── Records for processing

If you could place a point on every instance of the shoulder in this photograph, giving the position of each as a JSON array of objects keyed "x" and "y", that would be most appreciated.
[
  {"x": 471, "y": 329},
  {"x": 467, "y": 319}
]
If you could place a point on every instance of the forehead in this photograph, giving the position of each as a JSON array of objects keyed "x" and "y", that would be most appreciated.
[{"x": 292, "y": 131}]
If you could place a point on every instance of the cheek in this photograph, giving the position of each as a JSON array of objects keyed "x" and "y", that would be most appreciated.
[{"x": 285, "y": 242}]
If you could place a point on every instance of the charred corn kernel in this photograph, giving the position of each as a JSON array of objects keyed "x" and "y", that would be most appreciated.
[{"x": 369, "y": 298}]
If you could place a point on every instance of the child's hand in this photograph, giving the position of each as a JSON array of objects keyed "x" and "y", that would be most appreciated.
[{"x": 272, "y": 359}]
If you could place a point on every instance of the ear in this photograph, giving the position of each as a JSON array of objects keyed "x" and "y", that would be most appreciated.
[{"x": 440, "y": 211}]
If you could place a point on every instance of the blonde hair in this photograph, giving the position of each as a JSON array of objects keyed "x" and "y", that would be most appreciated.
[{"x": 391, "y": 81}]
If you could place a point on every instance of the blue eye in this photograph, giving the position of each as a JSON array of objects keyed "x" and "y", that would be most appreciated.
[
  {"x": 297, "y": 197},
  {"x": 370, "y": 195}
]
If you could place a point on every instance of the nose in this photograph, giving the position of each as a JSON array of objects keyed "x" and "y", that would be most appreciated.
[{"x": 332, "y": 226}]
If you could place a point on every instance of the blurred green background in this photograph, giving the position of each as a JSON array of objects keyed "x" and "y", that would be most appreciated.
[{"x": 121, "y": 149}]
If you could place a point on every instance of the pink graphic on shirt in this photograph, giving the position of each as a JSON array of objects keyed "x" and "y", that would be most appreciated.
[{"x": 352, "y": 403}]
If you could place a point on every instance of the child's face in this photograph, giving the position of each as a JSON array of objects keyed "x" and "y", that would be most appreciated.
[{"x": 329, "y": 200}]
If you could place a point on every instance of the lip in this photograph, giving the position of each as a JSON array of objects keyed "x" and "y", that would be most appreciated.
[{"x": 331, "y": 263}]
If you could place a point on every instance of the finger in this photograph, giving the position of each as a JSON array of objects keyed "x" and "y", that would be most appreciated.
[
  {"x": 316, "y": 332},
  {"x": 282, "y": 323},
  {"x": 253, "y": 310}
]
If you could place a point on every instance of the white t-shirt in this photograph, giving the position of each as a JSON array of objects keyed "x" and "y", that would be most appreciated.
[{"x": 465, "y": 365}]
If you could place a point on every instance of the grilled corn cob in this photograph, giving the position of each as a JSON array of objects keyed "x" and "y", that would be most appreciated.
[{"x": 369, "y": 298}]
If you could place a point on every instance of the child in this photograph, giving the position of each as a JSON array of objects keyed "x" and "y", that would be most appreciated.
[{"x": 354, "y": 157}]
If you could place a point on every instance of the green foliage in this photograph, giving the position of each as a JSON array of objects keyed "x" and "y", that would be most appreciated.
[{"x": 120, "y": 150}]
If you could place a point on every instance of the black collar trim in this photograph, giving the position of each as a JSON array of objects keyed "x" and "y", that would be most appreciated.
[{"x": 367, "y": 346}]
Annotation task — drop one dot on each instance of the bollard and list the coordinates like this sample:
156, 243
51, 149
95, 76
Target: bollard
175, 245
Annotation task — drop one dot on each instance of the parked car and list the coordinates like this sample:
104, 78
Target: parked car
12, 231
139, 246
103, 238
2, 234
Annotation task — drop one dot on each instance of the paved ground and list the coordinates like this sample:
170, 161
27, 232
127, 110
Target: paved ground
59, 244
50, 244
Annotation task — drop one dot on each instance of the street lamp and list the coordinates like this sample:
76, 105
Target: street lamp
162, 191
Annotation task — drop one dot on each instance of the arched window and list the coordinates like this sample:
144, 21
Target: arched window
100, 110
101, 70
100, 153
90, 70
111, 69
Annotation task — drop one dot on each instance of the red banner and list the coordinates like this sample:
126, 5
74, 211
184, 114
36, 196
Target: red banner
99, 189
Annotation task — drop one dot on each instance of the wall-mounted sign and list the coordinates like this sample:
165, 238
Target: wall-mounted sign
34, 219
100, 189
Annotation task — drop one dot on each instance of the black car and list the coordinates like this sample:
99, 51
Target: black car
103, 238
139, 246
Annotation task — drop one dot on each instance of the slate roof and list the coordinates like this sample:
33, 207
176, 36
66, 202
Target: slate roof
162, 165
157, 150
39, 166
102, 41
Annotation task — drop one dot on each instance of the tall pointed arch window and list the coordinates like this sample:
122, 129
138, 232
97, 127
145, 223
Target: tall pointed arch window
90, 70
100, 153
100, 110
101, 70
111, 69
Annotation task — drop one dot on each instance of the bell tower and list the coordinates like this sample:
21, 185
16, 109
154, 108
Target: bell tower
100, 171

────

_Instructions to follow_.
In the data above, which lines include "drop"? Return those lines.

_Answer box_.
Annotation task — drop one dot on each instance of the bollard and list the coordinates like this sample:
Annotation task — drop one dot on each instance of the parked car and list the coordinates like this sample:
Annotation task — drop one dot on each instance of the paved ground and list the coordinates like this sample:
Annotation task — drop one dot on each instance of the street lamp and list the coordinates like this sample:
Annotation task — drop one dot on each instance of the arched window and list the coordinates like this sample:
Annotation task — drop one dot on each instance of the red banner and list the coordinates like this sample:
Annotation task — drop one dot on each instance of the wall-mounted sign and list the coordinates like this sample:
Annotation task — drop one dot on each instance of the black car and list the coordinates like this sample:
Annotation task — drop one dot on each instance of the slate roof and list the coordinates like this sample:
Annotation task — drop one dot on each instance of the tall pointed arch window and list the coordinates like this sample:
Annotation task — drop one dot on each instance of the bell tower and list the coordinates like this sample:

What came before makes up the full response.